BEGIN Passage for review

Lyme Disease

Organism Borrelia burgdorferi, B. garinii and B. afzelii.

Clinical features The herald sign is an annular expanding erythematous skin lesion, called erythematous migrans (EM), often accompanied by fever, muscle pain, arthral-gia and signs of meningeal irritation. Infection may develop over weeks or months into aseptic meningitis, encephalitis, peripheral nerve signs, cardiac irregularities and polyarthritis.

Diagnosis is mainly clinical, the EM lesion exceeding 5 cm, aided by serological tests, more useful in the later stages of the disease.

Transmission is from the bite of an infected deer tick, Ixodes scapularis or I. pacificus, in North America or sheep tick I. ricinus in Europe. In Asia, I. persulcatus is the vector. The reservoir of infection is in the tick, which can transmit the Borrelia transova-rially. Adult ticks largely feed on deer (sheep in Europe), while the nymphal stage is responsible for transmitting the infection to humans and other animals, such as dogs, which will often develop similar symptoms to humans.

Incubation period 3-32 days (mean 7-10 days).

Period of communicability Not transmitted from person to person.

Occurrence and distribution Found in well-defined areas of USA and Canada, largely related to the deer population. Limited range in Europe, Russia, China and Japan. Foci of infection can be delineated by looking for the vector tick.

Control and prevention are similar to other tick-borne diseases mentioned above with the use of repellents and insecticide-treated clothing when passing through known infected areas. Since transmission of infection takes in excess of 24 h after the tick has attached, careful search of the body should be made after walking through countryside. The nymphal stage is the main transmitter to humans so small black spots should be looked for, possibly with the aid of a lens (see Fig. 16.4).

END Passage for review
BEGIN Information

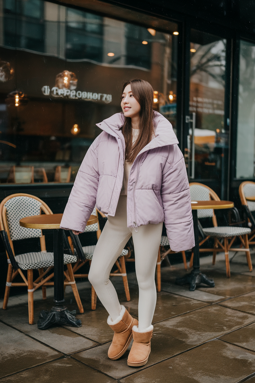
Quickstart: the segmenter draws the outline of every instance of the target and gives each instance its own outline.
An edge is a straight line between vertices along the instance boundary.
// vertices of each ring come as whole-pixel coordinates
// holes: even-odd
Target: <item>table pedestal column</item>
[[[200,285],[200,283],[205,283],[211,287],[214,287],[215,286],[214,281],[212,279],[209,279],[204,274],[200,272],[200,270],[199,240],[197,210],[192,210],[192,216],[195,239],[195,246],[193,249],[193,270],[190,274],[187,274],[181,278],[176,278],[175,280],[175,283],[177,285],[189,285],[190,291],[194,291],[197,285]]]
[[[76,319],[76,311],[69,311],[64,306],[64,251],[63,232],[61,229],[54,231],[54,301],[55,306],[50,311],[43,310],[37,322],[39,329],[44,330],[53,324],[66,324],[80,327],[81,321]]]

END Information

Explore the material ::
a. What incubation period does the Lyme disease text give?
b. Please reproduce the part of the Lyme disease text between "Transmission is from" and "symptoms to humans.", inclusive.
The records come from a different source than the Lyme disease text.

Your responses ::
a. 3-32 days, with a mean of 7-10 days.

b.
Transmission is from the bite of an infected deer tick, Ixodes scapularis or I. pacificus, in North America or sheep tick I. ricinus in Europe. In Asia, I. persulcatus is the vector. The reservoir of infection is in the tick, which can transmit the Borrelia transova-rially. Adult ticks largely feed on deer (sheep in Europe), while the nymphal stage is responsible for transmitting the infection to humans and other animals, such as dogs, which will often develop similar symptoms to humans.